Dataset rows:
[start]

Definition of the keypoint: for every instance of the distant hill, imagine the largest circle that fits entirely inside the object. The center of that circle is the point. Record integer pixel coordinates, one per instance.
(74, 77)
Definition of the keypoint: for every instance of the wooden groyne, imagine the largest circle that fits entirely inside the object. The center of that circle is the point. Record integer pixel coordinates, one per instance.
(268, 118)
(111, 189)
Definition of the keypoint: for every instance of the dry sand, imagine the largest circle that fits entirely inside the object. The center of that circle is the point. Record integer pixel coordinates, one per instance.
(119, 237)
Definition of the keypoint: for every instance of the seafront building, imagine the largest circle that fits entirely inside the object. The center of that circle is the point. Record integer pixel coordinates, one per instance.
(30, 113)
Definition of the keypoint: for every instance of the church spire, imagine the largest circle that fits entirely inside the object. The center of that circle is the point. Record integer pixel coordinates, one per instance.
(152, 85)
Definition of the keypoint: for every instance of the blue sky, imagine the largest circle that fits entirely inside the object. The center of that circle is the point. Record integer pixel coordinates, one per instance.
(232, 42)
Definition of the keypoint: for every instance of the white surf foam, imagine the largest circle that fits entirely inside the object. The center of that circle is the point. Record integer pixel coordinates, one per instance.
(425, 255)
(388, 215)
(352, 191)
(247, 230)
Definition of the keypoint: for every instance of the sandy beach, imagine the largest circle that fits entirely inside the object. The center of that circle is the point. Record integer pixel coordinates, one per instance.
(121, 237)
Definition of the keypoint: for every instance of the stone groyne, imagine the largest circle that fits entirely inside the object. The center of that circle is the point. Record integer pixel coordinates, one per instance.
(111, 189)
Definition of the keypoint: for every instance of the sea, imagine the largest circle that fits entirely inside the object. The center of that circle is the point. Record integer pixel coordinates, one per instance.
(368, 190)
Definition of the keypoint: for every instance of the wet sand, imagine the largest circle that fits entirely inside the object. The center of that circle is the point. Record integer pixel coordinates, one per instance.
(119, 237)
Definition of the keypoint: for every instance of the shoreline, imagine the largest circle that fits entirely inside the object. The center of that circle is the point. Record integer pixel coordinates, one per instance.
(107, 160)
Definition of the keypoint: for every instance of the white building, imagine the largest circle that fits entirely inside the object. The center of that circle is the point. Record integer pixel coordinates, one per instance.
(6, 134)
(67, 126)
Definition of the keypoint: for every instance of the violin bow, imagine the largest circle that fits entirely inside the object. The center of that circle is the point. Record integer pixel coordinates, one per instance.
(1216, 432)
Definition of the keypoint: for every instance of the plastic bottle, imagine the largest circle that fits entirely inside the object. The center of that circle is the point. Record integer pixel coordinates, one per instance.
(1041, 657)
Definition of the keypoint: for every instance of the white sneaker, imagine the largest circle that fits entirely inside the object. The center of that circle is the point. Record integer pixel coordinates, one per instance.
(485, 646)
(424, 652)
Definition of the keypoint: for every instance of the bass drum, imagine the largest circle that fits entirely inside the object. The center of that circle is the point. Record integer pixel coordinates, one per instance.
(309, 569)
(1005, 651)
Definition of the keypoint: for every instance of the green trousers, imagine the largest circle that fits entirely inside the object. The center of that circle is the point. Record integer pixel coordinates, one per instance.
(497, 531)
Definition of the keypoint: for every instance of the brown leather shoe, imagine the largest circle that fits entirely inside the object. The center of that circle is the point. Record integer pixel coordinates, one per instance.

[end]

Stated problem: Format each line of the items above as a JSON list of strings, one string per line, skipping any blank lines.

The output:
[
  "Definition of the keypoint: for every instance of the distant hill, imagine the largest circle that fits entirely inside the object. The center of that circle is the point. Record integer pixel coordinates, one per instance.",
  "(74, 77)",
  "Definition of the keypoint: for every instance of the wooden groyne, imagine the largest circle that fits entirely inside the object. The center of that circle is the point. Record integer pixel coordinates, one per instance.",
  "(268, 118)",
  "(111, 189)",
  "Definition of the keypoint: for every instance of the dry sand, imagine the largest circle that fits entirely inside the object. The center of that circle is the point. Record integer pixel coordinates, one per instance.",
  "(119, 237)",
  "Definition of the keypoint: for every instance of the seafront building, imagine the largest circle that fits entirely inside the object. The center of that circle is the point. Record integer pixel coordinates, one per instance.",
  "(30, 113)",
  "Definition of the keypoint: for every instance of the church spire, imagine the largest circle that fits entirely inside the object. The center of that circle is the point. Record integer pixel coordinates, one per instance.",
  "(152, 85)",
  "Definition of the keypoint: for every instance of the blue sky, imagine the largest circle that fits entirely inside the object. The center of that circle is the point. Record integer pixel coordinates, one per instance.",
  "(232, 42)",
  "Definition of the keypoint: for every instance of the white surf foam, imagine the largest circle that fits entirely inside the object. The center of that circle is the point. Record integer pixel coordinates, one per instance.",
  "(425, 255)",
  "(388, 215)",
  "(352, 191)",
  "(247, 230)",
  "Definition of the keypoint: for every instance of the sandy beach, imagine the largest circle that fits entirely inside the object. The center of that circle is the point. Record integer pixel coordinates, one per instance.",
  "(121, 237)",
  "Definition of the keypoint: for every instance of the stone groyne, imagine the largest circle that fits entirely inside the object. The center of that circle is the point. Record integer pixel coordinates, one per instance.",
  "(111, 189)",
  "Definition of the keypoint: for every instance of the sea, imagine the largest circle that fits entirely inside the object. The center of that circle is the point. Record integer pixel coordinates, one per instance.",
  "(368, 190)",
  "Definition of the keypoint: for every instance of the wet sand, imagine the largest circle that fits entirely inside the object. The center of that circle is the point. Record integer pixel coordinates, one per instance.",
  "(119, 237)",
  "Definition of the keypoint: for every instance of the shoreline, imagine the largest circle that fits entirely inside the object. The center of that circle is the point. Record integer pixel coordinates, one per instance.",
  "(107, 160)",
  "Definition of the keypoint: for every instance of the white building, imagine the largest circle that fits entirely inside the object. The center of that circle is the point. Record integer pixel coordinates, one per instance.",
  "(6, 134)",
  "(67, 126)",
  "Definition of the keypoint: for every instance of the violin bow, imagine the largest circle that fits entirely inside the object. The center of that circle is the point. Record integer pixel coordinates, one per instance.",
  "(1216, 432)",
  "Definition of the keypoint: for every instance of the plastic bottle, imagine the largest circle that fits entirely inside the object. The center of that circle is the point. Record integer pixel coordinates, one per instance.",
  "(1041, 657)",
  "Definition of the keypoint: for every instance of the white sneaker, imagine the largest circle that fits entirely inside the object. The center of that circle is the point. Record integer pixel coordinates, one per instance.",
  "(485, 646)",
  "(424, 652)",
  "Definition of the keypoint: for every instance of the bass drum, imagine the largest circle that fits entirely inside the object. The center of that circle is the point. Record integer pixel coordinates, one per instance.",
  "(309, 569)",
  "(1005, 651)",
  "Definition of the keypoint: for every instance of the green trousers, imagine the largest circle that fits entirely inside the object. The center of that circle is the point. Record integer pixel coordinates, one per instance.",
  "(497, 531)",
  "Definition of the keypoint: for every instance of the brown leather shoe, imagine the largest circle that fits entirely inside the object. The center of that circle is the point. Record integer pixel coordinates, one per instance."
]